### WRITTEN INSTRUCTION
List every line in the rows below that contains the string "distant", and treat uppercase and lowercase letters as different.

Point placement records
# # # #

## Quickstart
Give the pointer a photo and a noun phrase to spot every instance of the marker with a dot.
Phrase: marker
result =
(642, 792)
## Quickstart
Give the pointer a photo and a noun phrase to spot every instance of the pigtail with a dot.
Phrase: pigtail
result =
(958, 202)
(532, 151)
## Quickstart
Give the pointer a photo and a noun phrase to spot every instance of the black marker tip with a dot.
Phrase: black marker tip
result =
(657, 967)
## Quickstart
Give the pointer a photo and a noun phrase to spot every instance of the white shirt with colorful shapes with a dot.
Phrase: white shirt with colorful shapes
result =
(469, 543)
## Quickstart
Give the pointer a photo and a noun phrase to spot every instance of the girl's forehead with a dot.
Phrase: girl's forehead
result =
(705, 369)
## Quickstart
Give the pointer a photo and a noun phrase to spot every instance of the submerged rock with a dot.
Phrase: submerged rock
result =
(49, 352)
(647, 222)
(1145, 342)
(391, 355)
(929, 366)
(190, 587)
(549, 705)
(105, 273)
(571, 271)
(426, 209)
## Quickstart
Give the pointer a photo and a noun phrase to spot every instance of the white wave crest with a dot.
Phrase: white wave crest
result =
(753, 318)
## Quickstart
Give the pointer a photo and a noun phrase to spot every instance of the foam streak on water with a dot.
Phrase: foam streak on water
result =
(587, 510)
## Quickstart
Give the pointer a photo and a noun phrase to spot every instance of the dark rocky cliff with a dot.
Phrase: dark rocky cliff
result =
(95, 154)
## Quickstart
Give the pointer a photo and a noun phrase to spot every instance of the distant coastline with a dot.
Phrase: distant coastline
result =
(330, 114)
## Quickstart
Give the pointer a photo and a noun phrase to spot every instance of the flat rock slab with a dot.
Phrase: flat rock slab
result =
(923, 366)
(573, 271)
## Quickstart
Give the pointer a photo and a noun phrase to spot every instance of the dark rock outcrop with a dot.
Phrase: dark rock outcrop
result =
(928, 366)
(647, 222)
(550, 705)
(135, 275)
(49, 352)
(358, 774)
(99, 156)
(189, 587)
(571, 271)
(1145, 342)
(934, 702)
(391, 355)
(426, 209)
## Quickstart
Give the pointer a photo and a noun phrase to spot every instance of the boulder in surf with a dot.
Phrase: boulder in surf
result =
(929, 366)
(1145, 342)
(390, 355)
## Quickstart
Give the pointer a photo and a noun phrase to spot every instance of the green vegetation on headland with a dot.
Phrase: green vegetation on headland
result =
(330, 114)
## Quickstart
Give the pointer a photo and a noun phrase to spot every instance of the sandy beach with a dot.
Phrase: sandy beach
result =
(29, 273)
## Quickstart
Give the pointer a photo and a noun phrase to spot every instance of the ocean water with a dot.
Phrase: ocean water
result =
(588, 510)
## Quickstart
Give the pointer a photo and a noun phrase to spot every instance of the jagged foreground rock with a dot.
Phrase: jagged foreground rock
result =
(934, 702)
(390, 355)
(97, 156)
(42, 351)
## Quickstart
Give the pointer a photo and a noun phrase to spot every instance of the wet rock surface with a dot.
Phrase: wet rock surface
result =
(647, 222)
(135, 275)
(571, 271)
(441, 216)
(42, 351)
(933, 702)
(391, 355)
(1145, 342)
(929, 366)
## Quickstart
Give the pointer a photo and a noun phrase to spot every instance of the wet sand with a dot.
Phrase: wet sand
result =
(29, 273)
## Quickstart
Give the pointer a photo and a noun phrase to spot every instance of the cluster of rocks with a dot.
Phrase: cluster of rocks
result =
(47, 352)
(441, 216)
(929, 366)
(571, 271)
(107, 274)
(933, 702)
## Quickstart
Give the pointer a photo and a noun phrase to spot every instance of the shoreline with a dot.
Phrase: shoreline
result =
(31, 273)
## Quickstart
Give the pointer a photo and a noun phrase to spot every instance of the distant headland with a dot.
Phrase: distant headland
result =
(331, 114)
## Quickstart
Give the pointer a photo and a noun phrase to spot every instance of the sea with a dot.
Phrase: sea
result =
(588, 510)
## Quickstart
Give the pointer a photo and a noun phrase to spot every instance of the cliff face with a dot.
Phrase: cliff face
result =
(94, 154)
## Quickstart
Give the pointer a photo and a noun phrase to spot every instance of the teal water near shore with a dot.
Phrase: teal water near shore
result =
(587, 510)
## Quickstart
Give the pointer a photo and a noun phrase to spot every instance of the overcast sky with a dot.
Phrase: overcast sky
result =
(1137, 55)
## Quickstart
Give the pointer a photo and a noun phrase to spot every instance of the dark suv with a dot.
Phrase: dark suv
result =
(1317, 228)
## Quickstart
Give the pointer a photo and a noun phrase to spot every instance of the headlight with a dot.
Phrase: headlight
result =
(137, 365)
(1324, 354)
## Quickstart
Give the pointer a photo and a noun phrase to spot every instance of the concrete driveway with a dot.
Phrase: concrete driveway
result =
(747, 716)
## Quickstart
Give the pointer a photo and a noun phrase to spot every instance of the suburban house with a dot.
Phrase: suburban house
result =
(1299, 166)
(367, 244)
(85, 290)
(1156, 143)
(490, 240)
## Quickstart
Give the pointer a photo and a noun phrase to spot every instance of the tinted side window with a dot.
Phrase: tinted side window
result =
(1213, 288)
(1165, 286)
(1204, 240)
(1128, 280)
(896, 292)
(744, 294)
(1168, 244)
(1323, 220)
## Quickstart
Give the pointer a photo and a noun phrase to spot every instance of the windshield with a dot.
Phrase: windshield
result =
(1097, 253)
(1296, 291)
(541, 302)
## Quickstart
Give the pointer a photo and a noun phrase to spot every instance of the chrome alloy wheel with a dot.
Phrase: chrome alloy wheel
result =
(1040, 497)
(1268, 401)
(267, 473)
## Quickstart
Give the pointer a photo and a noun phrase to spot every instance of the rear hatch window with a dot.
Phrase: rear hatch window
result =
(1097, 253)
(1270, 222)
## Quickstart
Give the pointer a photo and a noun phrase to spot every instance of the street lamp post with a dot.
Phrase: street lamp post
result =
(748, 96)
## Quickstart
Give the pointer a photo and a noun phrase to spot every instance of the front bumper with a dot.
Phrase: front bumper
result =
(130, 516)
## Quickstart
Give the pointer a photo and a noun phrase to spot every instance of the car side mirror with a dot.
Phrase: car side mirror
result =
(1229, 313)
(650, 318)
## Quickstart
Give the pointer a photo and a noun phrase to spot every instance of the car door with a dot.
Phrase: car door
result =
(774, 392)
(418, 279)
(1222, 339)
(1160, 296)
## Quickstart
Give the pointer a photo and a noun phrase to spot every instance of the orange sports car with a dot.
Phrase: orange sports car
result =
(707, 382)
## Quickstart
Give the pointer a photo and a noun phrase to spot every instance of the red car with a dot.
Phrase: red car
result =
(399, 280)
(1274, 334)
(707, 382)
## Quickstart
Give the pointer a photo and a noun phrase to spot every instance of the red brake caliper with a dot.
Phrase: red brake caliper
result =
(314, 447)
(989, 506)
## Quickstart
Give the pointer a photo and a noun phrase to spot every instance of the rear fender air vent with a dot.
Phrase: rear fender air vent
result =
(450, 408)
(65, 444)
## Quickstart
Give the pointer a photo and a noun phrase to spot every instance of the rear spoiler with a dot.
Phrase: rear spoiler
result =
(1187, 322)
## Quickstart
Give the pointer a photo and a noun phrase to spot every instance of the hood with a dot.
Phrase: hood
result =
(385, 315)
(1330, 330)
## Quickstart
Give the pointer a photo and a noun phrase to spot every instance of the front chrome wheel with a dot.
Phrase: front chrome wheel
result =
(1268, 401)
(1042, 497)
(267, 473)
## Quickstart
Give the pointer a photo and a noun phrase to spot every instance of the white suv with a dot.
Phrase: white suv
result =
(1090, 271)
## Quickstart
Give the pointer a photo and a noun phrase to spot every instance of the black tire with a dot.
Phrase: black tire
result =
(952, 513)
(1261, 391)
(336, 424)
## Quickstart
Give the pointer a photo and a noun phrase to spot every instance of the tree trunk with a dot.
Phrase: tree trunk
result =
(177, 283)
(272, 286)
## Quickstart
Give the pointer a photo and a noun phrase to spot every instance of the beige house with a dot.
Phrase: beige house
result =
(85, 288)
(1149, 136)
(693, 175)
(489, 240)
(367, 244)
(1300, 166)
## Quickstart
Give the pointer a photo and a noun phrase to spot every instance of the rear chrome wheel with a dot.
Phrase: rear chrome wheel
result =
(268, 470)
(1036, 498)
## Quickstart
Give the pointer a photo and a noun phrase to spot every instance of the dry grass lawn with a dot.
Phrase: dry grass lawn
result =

# # # #

### TASK RESPONSE
Give the pointer a photo and a noun phrase to spot every instance of the distant coastline with a dot.
Phrase: distant coastline
Give the pointer a photo and a noun phrase to spot every instance of the distant headland with a dot.
Phrase: distant headland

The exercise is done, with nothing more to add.